▶ _PASSAGE_
Church building in Virginia, US

Old Donation Church is the third Lynnhaven Parish Church and is the oldest church in Virginia Beach, Virginia, United States. Records show that the parish's first church services were held in 1637 in the home of Adam Thoroughgood. The first church building was constructed on Mr. Thoroughgood's land in 1639 on the location later known as "Church Point." The vestry, or governing body of the church, was established in 1640.

By 1691 the church building had begun to deteriorate and the land around the church was slowly being eroded by the Lynnhaven River. The vestry approved the building of a new church on two acres of land purchased from Ebenezer Taylor. The second Lynnhaven Parish Church was completed in 1692.

As the parish grew the second church was no longer able to meet the needs of the larger congregation. In 1733 the vestry ordered the building of a new church that could accommodate the parish's needs. The third church was accepted by the vestry on June 25, 1736.

The last colonial rector of Lynnhaven Parish was the Reverend Robert Dickson. He served as rector of the parish for 25 years. Upon his death in 1776, he left his home, slaves and property to the church. This property, which was to be used as a free school for orphan boys, became known as "Donation Farm." It is from this reference that the church became known as Old Donation Church. The Reverend Dickson was buried under the altar in the 1736 church.

Although records show that Old Donation Church underwent repairs in 1822, it was enjoying regular services and had a healthy congregation. In the years that followed, however, many families moved to the area that we know today as "Kempsville." In 1842, the parish was reorganized to accommodate these new outlying communities and a new church, Emmanuel Episcopal Church, was built in Kempsville.

Soon after Emmanuel Church was completed, Old Donation was abandoned for services. In 1882, a forest fire gutted the abandoned church leaving only the exterior walls standing. Through the interest of Thurmer Hoggard and his family, yearly services were held in the roofless ruins to keep the memory of the old church alive.

▶ _REQUESTS_
A. Name every person the church history mentions by name.
B. Echo the church history from "By 1691 the" up to and including "completed in 1692.".
The records are not needed for any of this.

▶ _DATA SECTION_
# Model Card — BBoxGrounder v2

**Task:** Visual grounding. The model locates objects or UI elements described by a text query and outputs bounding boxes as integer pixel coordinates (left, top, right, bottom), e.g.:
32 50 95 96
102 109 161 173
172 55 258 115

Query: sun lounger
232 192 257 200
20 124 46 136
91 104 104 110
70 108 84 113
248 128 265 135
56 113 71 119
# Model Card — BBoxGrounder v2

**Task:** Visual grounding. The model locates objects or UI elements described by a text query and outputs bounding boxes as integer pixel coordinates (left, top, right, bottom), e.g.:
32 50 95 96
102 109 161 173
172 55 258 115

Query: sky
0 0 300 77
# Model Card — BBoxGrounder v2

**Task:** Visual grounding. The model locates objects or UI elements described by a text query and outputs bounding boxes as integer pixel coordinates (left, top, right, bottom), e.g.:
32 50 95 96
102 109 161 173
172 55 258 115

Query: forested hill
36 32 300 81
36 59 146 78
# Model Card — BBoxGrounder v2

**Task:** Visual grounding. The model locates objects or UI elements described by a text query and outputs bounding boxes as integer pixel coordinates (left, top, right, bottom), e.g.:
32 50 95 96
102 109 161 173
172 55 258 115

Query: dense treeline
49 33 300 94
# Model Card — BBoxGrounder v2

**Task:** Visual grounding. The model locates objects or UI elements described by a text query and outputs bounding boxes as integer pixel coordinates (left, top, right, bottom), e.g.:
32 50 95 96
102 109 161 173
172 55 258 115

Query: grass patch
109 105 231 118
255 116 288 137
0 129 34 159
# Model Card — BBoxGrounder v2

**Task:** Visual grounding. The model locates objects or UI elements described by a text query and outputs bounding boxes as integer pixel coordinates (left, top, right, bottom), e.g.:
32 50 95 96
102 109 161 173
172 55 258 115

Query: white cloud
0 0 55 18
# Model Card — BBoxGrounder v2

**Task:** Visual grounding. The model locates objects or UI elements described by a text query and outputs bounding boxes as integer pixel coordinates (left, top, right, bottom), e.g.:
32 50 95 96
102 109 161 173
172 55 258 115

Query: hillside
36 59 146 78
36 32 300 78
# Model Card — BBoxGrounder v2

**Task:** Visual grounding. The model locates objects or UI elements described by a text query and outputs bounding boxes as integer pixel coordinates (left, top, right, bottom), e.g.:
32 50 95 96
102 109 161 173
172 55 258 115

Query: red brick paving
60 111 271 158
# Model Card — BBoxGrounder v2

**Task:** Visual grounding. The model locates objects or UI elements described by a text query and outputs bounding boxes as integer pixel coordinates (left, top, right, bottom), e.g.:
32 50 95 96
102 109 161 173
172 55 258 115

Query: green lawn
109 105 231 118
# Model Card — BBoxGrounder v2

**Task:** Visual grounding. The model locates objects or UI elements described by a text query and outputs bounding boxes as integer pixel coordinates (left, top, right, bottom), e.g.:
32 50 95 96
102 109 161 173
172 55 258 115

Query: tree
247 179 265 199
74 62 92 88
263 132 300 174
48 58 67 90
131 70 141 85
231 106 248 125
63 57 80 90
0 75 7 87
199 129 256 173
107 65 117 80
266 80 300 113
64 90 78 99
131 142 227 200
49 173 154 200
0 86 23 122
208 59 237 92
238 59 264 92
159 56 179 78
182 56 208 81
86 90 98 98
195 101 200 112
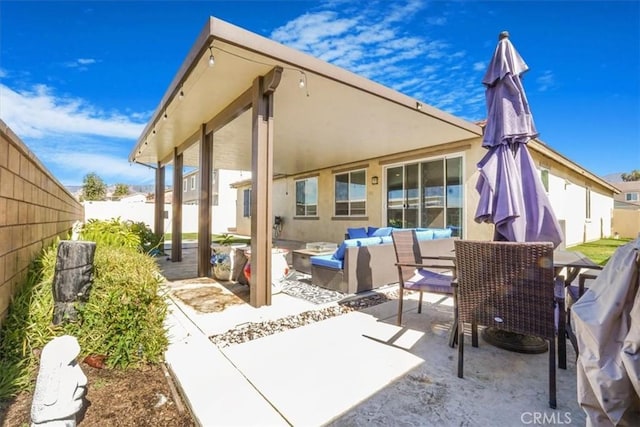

▶ _RESPONSES_
A. Adam Thoroughgood, Ebenezer Taylor, Robert Dickson, Thurmer Hoggard

B.
By 1691 the church building had begun to deteriorate and the land around the church was slowly being eroded by the Lynnhaven River. The vestry approved the building of a new church on two acres of land purchased from Ebenezer Taylor. The second Lynnhaven Parish Church was completed in 1692.